MATERIAL SUPPLIED>
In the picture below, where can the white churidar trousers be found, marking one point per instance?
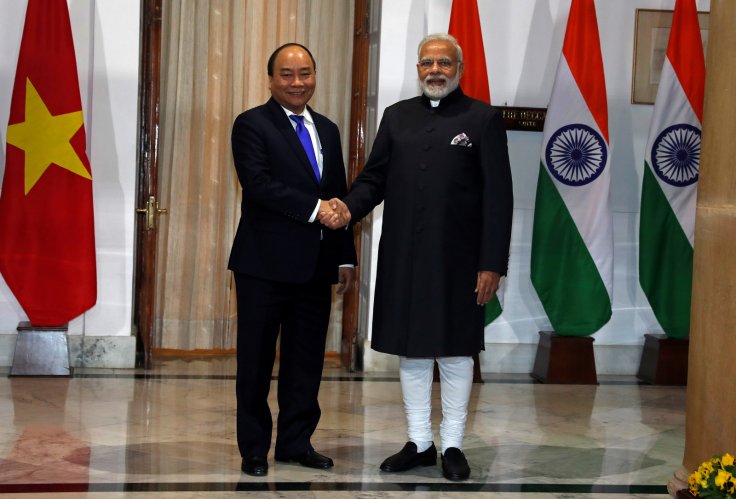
(456, 380)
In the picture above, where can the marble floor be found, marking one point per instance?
(170, 432)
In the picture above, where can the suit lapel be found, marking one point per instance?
(319, 125)
(284, 126)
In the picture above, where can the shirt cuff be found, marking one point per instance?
(314, 213)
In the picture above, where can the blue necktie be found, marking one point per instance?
(306, 140)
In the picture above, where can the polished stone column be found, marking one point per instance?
(711, 396)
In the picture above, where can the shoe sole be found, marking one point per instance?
(255, 472)
(456, 477)
(391, 469)
(294, 461)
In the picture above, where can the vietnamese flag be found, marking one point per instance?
(47, 246)
(465, 27)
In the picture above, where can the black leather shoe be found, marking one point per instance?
(310, 459)
(254, 466)
(408, 458)
(454, 464)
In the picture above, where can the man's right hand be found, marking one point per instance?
(333, 213)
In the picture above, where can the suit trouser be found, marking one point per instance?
(456, 381)
(300, 313)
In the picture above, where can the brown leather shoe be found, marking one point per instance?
(408, 458)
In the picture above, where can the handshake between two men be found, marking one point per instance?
(333, 213)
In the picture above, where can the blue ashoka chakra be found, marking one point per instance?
(576, 154)
(676, 155)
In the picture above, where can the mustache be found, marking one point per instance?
(435, 77)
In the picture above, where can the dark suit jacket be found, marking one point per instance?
(275, 240)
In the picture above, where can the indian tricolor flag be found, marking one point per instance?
(671, 166)
(572, 248)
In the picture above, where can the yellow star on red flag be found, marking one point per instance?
(45, 139)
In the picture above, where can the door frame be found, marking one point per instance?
(146, 234)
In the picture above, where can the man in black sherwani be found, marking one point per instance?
(440, 165)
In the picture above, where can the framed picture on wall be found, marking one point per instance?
(651, 34)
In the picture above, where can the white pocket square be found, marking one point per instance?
(461, 140)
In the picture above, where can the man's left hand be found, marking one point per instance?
(346, 278)
(487, 286)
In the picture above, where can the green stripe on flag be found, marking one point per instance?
(562, 271)
(665, 260)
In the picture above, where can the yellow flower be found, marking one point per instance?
(723, 478)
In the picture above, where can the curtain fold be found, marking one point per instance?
(213, 67)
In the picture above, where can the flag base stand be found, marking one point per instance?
(663, 360)
(564, 360)
(41, 351)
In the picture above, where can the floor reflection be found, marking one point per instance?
(171, 432)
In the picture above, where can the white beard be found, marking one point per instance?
(436, 92)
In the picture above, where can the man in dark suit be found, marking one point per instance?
(440, 164)
(288, 159)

INSTRUCTIONS FOR THE TASK> Copy the rows word for word, from the line with "In the picture above, where can the man's left" through the last of the rows, both included.

SOLUTION FOR THIS PROBLEM>
In the picture above, where can the man's left hand be found, marking one point per instance?
(346, 278)
(487, 286)
In the picture above, where can the green stripe on flag be found, marking one point per instance?
(562, 271)
(665, 260)
In the picture above, where can the yellow flower be found, marking one point per instance?
(723, 478)
In the picture above, where can the curtain fold be found, marking one point per instance?
(213, 67)
In the picture above, where can the flag base stand be found, marking one point per instance?
(663, 360)
(564, 360)
(41, 351)
In the picture above, where can the floor reflection be found, marking one point per instance?
(171, 432)
In the picture above, where can the white beard be found, marking one point per instance?
(436, 92)
In the picture above, where can the man in dark suit be found, marking one point per instance?
(440, 164)
(288, 159)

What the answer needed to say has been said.